Casting doubts on bad theology. And bad science.

This discussion is the very sort of thing which puts certain Christians into a panic attack. They believe the bible’s our authority for everything. Not just God and salvation; everything. Science included. Since the bible never discusses human evolution, if evolution is true, it means—for them—the bible isn’t.

But they’re not truly defending the bible. They’re defending their particular spin on the bible. I find the bible holds up to scrutiny—and their spin doesn’t. But since they don’t realize there’s a difference between their spin and the bible, when their spin falls apart, they panic and think Christianity, the bible, God, everything has collapsed on ’em. Best to just blame science and close their minds.

Hence, too many Christians fear science. For no reason. And to our great harm: When nearly every scientist insists we need to act now to prevent climate change, we still have loads of Christians in the United States who don’t believe in science, and therefore don’t take the scientists seriously. Because I pollute, it affects the weather? Ridiculous. I can’t be so mighty. (Even though God himself admits we kinda are. Ge 11.6)

So when our Christian school offered science classes, I suspect a lot of parents were worried I might teach ’em real science. Not science trivia, like we find in Christian textbooks: The real thing. How to question reality. How to create experiments which confirm how reality works. Their great fear is I might teach their kids to question the bible—really their spin on the bible.

And y’know, that’s precisely what I teach. Because I don’t fear the truth. I’m not worried, deep down, that science will undo everything I believe, and I’ll find God’s not really there. I met God. If science undoes anything, it’ll undo all my wrong beliefs about God. But God’s still there. Truth’s our friend, not our foe. So is science.
◇ ◇ ◇
• [WHAT YOU NEED TO DO]
A - Reproduce the stretch of the passage on Christians and science from "Casting doubts on" through "them—the bible isn’t.".
B - In the passage on Christians and science, what does nearly every scientist insist we need to act now to prevent?
The listing has no connection to the passage on Christians and science.
◇ ◇ ◇
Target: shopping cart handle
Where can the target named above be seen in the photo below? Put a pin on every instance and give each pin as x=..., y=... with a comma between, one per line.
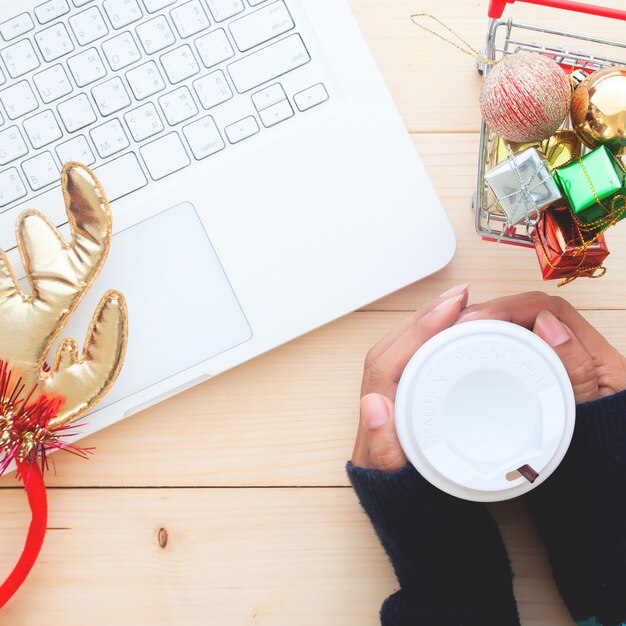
x=496, y=8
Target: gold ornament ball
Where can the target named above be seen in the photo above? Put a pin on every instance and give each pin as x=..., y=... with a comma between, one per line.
x=599, y=110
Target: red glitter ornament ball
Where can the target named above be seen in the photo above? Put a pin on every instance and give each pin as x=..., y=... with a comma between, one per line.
x=525, y=97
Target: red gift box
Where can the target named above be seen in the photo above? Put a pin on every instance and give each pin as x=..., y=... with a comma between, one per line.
x=566, y=252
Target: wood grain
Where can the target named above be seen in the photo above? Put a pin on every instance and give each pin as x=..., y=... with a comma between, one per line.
x=434, y=85
x=495, y=269
x=285, y=557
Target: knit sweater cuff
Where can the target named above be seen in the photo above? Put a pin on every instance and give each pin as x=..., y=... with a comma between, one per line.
x=600, y=433
x=396, y=491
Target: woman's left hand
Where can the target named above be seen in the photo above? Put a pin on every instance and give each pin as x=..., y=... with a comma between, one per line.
x=377, y=444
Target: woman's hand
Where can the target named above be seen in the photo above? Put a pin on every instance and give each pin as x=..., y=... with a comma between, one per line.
x=595, y=368
x=377, y=444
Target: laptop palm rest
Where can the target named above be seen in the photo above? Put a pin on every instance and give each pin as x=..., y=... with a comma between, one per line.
x=182, y=309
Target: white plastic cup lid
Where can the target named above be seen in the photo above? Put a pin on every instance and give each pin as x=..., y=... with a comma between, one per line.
x=481, y=400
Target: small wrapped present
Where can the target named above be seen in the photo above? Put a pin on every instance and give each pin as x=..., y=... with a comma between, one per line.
x=595, y=187
x=564, y=250
x=558, y=150
x=522, y=186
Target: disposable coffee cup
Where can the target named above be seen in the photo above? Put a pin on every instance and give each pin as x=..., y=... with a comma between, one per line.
x=485, y=411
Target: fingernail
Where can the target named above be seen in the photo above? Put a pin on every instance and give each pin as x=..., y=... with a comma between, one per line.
x=465, y=316
x=450, y=302
x=454, y=290
x=374, y=411
x=551, y=329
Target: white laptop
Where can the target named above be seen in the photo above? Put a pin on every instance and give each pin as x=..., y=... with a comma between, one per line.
x=261, y=179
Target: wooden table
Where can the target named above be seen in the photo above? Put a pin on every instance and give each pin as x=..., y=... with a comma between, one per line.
x=229, y=504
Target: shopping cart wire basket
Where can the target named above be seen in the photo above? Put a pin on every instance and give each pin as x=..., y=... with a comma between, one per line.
x=506, y=36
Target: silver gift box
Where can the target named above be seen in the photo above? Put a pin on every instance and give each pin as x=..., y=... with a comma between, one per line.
x=523, y=186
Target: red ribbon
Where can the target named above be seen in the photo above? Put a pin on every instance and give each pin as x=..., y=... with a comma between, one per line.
x=36, y=492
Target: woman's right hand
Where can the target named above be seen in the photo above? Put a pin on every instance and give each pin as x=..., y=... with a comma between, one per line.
x=595, y=368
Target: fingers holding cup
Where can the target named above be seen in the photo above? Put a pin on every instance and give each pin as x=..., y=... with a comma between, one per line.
x=579, y=364
x=381, y=449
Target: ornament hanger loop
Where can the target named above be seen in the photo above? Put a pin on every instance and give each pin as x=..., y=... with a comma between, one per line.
x=466, y=48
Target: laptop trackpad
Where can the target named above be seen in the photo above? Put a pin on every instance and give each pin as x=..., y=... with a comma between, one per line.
x=181, y=307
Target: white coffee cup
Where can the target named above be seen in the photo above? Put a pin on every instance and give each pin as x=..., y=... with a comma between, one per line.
x=479, y=401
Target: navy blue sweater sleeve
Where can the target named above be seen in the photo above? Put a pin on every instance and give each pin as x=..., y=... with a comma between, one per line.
x=447, y=553
x=581, y=513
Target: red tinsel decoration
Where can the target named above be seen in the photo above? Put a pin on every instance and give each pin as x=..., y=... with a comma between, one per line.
x=25, y=438
x=25, y=431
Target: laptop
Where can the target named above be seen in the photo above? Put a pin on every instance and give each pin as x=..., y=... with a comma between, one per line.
x=261, y=180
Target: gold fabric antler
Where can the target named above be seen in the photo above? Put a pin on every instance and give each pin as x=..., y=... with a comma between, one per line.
x=59, y=275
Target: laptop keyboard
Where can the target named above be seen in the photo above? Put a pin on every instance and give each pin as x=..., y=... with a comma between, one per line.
x=140, y=89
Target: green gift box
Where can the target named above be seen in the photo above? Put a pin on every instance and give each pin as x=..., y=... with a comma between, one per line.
x=601, y=176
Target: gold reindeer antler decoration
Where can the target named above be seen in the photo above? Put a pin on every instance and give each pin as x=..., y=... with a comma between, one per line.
x=60, y=274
◇ ◇ ◇
• [TASK SOLUTIONS]
A -
Casting doubts on bad theology. And bad science.

This discussion is the very sort of thing which puts certain Christians into a panic attack. They believe the bible’s our authority for everything. Not just God and salvation; everything. Science included. Since the bible never discusses human evolution, if evolution is true, it means—for them—the bible isn’t.

B - Climate change.